[BEGIN QUOTED PASSAGE]

Then set the following environment variables at runtime to point to it:

export ROMIO_HINTS=<path to hints file>
export ROMIO_PRINT_HINTS=1 # If you want to verify the settings

DFS Container Access

DFS is the user level API for DAOS. This API is very similar to POSIX but still has many differences that would require code changes to utilize DFS directly. The DFS API can provide the best overall performance for any scenario other than workloads which benefit from caching.

Reference code for using DAOS through DFS mode and DAOS APIs
#include <stdio.h>
#include <stdlib.h>
#include <mpi.h>
#include <daos.h>
#include <daos_fs.h>
int main(int argc, char **argv)

[END QUOTED PASSAGE]

◆ **SHORT TASK 1**: Report how many lines of the records contain the string "instance", matching case exactly. Give only the number.
The text and the records have no connection to each other.

[BEGIN DATA FOR PROCESSING]

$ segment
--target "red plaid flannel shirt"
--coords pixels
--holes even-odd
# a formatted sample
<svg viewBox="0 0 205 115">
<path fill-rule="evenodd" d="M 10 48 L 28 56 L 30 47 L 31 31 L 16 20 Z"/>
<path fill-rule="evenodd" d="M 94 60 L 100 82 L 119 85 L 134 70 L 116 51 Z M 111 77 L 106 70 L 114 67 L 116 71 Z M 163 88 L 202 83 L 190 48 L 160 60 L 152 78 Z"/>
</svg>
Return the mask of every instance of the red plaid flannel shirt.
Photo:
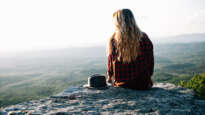
<svg viewBox="0 0 205 115">
<path fill-rule="evenodd" d="M 114 86 L 128 86 L 134 89 L 147 89 L 152 86 L 151 76 L 154 70 L 153 44 L 143 33 L 140 39 L 140 52 L 135 61 L 122 63 L 117 61 L 116 41 L 111 39 L 112 53 L 108 56 L 108 75 L 113 77 Z"/>
</svg>

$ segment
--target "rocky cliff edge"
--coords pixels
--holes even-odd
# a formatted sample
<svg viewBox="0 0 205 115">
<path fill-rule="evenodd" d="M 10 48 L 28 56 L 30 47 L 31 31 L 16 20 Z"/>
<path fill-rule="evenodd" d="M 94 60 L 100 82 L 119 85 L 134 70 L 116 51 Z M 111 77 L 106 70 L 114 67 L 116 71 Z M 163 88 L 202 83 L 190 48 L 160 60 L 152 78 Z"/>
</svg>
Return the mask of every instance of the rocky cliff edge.
<svg viewBox="0 0 205 115">
<path fill-rule="evenodd" d="M 2 108 L 0 115 L 205 115 L 204 108 L 205 100 L 196 99 L 192 90 L 157 83 L 147 91 L 68 88 L 46 99 Z"/>
</svg>

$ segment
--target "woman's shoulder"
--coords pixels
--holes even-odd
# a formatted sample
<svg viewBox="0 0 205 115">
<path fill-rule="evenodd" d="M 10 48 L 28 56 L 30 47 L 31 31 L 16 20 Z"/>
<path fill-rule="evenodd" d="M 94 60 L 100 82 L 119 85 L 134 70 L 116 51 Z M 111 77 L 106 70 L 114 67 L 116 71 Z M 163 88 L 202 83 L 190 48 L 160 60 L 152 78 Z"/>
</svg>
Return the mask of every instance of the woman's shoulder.
<svg viewBox="0 0 205 115">
<path fill-rule="evenodd" d="M 149 36 L 145 32 L 142 32 L 142 37 L 141 37 L 140 41 L 144 45 L 149 45 L 149 46 L 153 47 L 152 41 L 150 40 Z"/>
</svg>

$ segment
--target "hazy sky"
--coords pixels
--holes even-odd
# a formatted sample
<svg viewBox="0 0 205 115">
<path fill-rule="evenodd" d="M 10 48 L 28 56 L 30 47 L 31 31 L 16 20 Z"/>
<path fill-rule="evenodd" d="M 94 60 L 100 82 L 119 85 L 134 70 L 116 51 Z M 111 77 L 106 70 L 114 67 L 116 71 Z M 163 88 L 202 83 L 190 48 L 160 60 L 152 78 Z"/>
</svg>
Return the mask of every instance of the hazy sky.
<svg viewBox="0 0 205 115">
<path fill-rule="evenodd" d="M 121 8 L 151 40 L 205 33 L 205 0 L 1 0 L 0 51 L 106 45 Z"/>
</svg>

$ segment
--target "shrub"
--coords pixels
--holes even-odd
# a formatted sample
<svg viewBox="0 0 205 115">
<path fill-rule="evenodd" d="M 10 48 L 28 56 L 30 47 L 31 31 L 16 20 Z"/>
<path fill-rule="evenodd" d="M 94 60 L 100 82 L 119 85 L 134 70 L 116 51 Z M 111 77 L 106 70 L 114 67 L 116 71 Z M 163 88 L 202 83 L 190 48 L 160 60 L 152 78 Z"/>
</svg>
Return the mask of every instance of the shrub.
<svg viewBox="0 0 205 115">
<path fill-rule="evenodd" d="M 195 75 L 188 81 L 181 81 L 179 85 L 193 89 L 200 98 L 205 99 L 205 77 L 202 75 Z"/>
</svg>

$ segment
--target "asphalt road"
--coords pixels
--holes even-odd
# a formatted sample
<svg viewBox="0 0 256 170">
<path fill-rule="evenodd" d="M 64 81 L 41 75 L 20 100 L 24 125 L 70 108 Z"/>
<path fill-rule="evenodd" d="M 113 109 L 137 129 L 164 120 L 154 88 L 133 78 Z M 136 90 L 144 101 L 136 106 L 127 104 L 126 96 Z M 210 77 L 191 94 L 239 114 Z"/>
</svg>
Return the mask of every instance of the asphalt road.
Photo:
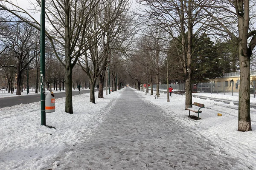
<svg viewBox="0 0 256 170">
<path fill-rule="evenodd" d="M 96 89 L 96 91 L 97 91 Z M 84 90 L 80 91 L 80 94 L 90 93 L 90 89 Z M 65 97 L 65 92 L 58 92 L 53 94 L 55 96 L 55 98 L 58 99 L 61 97 Z M 72 91 L 72 95 L 77 95 L 79 94 L 78 91 Z M 17 96 L 15 97 L 3 97 L 0 98 L 0 108 L 4 108 L 7 106 L 12 106 L 16 105 L 20 105 L 20 104 L 28 104 L 33 102 L 39 102 L 41 100 L 41 94 L 39 93 L 38 94 L 33 95 L 22 95 Z"/>
</svg>

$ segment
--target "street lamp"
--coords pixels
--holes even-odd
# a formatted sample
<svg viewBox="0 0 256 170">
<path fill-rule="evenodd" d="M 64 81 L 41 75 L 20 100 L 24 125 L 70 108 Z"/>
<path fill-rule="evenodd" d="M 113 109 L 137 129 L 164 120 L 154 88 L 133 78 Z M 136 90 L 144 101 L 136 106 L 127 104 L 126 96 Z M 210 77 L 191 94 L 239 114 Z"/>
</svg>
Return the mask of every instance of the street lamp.
<svg viewBox="0 0 256 170">
<path fill-rule="evenodd" d="M 40 32 L 40 78 L 41 79 L 41 125 L 46 125 L 45 116 L 45 0 L 41 0 L 41 24 Z"/>
<path fill-rule="evenodd" d="M 110 66 L 109 65 L 110 61 L 108 62 L 108 94 L 110 94 Z"/>
</svg>

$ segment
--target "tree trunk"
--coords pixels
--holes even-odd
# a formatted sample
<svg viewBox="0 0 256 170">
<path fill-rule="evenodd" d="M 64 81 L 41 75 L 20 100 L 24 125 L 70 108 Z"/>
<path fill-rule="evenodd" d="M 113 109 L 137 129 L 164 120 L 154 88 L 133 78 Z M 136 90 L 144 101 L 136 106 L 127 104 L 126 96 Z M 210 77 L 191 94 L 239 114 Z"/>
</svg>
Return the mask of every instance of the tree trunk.
<svg viewBox="0 0 256 170">
<path fill-rule="evenodd" d="M 169 97 L 169 76 L 168 71 L 168 55 L 167 55 L 167 79 L 166 84 L 167 84 L 167 102 L 170 102 L 170 97 Z"/>
<path fill-rule="evenodd" d="M 90 102 L 93 103 L 95 103 L 95 94 L 94 93 L 95 84 L 96 84 L 96 80 L 92 82 L 92 81 L 90 81 L 90 85 L 91 88 L 90 91 Z"/>
<path fill-rule="evenodd" d="M 153 80 L 152 79 L 150 79 L 150 85 L 151 86 L 151 91 L 150 93 L 151 95 L 153 95 L 154 94 L 153 94 Z"/>
<path fill-rule="evenodd" d="M 185 85 L 186 88 L 185 109 L 186 109 L 192 104 L 192 71 L 189 70 L 186 74 L 187 77 L 186 77 Z M 186 77 L 187 76 L 186 76 Z"/>
<path fill-rule="evenodd" d="M 102 70 L 102 74 L 99 75 L 99 93 L 98 94 L 98 98 L 104 98 L 104 78 L 105 77 L 105 73 L 106 72 L 106 68 L 104 68 Z"/>
<path fill-rule="evenodd" d="M 65 112 L 70 114 L 73 113 L 73 105 L 72 103 L 72 70 L 71 61 L 66 59 L 65 86 L 66 87 L 66 99 L 65 102 Z"/>
<path fill-rule="evenodd" d="M 111 83 L 112 84 L 112 93 L 114 92 L 114 85 L 113 84 L 113 76 L 112 76 L 112 78 L 111 79 Z"/>
<path fill-rule="evenodd" d="M 62 79 L 62 90 L 64 90 L 64 78 L 63 78 L 63 79 Z"/>
<path fill-rule="evenodd" d="M 137 80 L 138 81 L 138 91 L 140 90 L 140 81 Z"/>
<path fill-rule="evenodd" d="M 38 93 L 38 68 L 37 66 L 35 72 L 35 93 Z"/>
<path fill-rule="evenodd" d="M 246 56 L 239 56 L 239 58 L 241 72 L 238 107 L 238 131 L 244 132 L 252 130 L 250 108 L 250 59 Z"/>
<path fill-rule="evenodd" d="M 17 69 L 17 89 L 16 90 L 16 95 L 20 96 L 21 94 L 20 85 L 21 84 L 21 74 L 22 72 Z"/>
<path fill-rule="evenodd" d="M 156 81 L 157 82 L 157 95 L 159 95 L 159 76 L 158 74 L 156 75 Z"/>
</svg>

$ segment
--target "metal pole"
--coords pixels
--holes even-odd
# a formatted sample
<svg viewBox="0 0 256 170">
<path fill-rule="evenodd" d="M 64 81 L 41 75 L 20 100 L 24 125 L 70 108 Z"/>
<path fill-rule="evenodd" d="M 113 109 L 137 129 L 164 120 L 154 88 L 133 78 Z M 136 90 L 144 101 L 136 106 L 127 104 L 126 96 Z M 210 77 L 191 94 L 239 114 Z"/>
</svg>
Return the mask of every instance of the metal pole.
<svg viewBox="0 0 256 170">
<path fill-rule="evenodd" d="M 110 67 L 109 66 L 109 62 L 108 63 L 108 94 L 110 94 Z"/>
<path fill-rule="evenodd" d="M 224 93 L 224 95 L 225 95 L 225 82 L 223 82 L 223 93 Z"/>
<path fill-rule="evenodd" d="M 231 83 L 232 84 L 232 96 L 233 96 L 233 81 L 231 82 Z"/>
<path fill-rule="evenodd" d="M 40 78 L 41 79 L 41 125 L 46 125 L 45 116 L 45 0 L 41 0 L 41 64 Z"/>
<path fill-rule="evenodd" d="M 253 98 L 255 98 L 255 81 L 253 81 Z"/>
<path fill-rule="evenodd" d="M 117 74 L 116 76 L 116 91 L 117 91 Z"/>
<path fill-rule="evenodd" d="M 28 70 L 27 70 L 27 94 L 29 93 L 29 56 L 28 56 Z"/>
</svg>

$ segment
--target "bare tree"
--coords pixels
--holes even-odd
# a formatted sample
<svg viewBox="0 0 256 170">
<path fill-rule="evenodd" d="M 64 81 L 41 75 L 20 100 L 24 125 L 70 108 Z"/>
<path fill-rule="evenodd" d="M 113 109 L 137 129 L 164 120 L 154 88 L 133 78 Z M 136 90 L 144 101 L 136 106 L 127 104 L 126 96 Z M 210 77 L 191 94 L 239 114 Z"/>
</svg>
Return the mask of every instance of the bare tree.
<svg viewBox="0 0 256 170">
<path fill-rule="evenodd" d="M 35 48 L 35 43 L 32 39 L 36 30 L 28 24 L 19 23 L 9 31 L 3 36 L 2 42 L 7 49 L 10 51 L 9 55 L 15 60 L 16 64 L 15 65 L 8 65 L 6 63 L 4 63 L 2 66 L 14 67 L 16 69 L 16 94 L 20 95 L 22 73 L 27 69 L 28 65 L 35 56 L 38 54 L 36 54 L 35 56 L 29 55 L 30 51 Z M 39 53 L 39 51 L 37 52 Z"/>
<path fill-rule="evenodd" d="M 186 78 L 185 108 L 192 104 L 192 62 L 196 48 L 192 40 L 197 35 L 207 30 L 201 23 L 206 17 L 202 10 L 196 4 L 199 0 L 138 0 L 148 8 L 143 10 L 141 17 L 147 19 L 147 25 L 156 25 L 164 29 L 177 43 L 177 52 Z M 152 21 L 157 21 L 153 22 Z M 195 26 L 196 26 L 196 28 Z M 181 50 L 179 47 L 181 46 Z"/>
<path fill-rule="evenodd" d="M 231 36 L 238 45 L 240 70 L 238 130 L 251 130 L 250 61 L 256 45 L 256 29 L 253 23 L 256 16 L 254 9 L 256 1 L 217 0 L 209 1 L 207 5 L 200 5 L 211 17 L 212 22 L 207 23 L 207 26 L 218 31 L 216 34 Z"/>
</svg>

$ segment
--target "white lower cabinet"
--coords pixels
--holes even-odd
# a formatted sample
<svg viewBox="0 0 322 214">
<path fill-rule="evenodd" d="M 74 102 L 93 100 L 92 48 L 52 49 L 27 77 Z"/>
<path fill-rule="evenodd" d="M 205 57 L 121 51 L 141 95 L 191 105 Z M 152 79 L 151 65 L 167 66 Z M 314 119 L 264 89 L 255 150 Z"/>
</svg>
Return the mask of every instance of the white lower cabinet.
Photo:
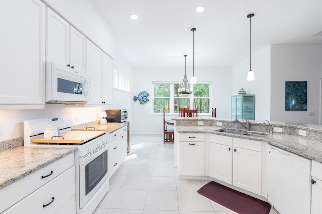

[END DATA FOR PROCESSING]

◆ **SHORT TASK 2**: Decide whether each statement agrees with the DFS passage. Answer yes or no for each, and quote the deciding words. (a) DFS is the user level API for DAOS. (b) The DFS API matches POSIX closely enough that no code changes are needed to use it directly. (c) Setting ROMIO_PRINT_HINTS to 1 is a way to check the settings.

◆ **WORKED SOLUTION 1**: 11

◆ **WORKED SOLUTION 2**:
(a) Yes: "DFS is the user level API for DAOS."
(b) No: "This API is very similar to POSIX but still has many differences that would require code changes to utilize DFS directly."
(c) Yes: "export ROMIO_PRINT_HINTS=1 # If you want to verify the settings"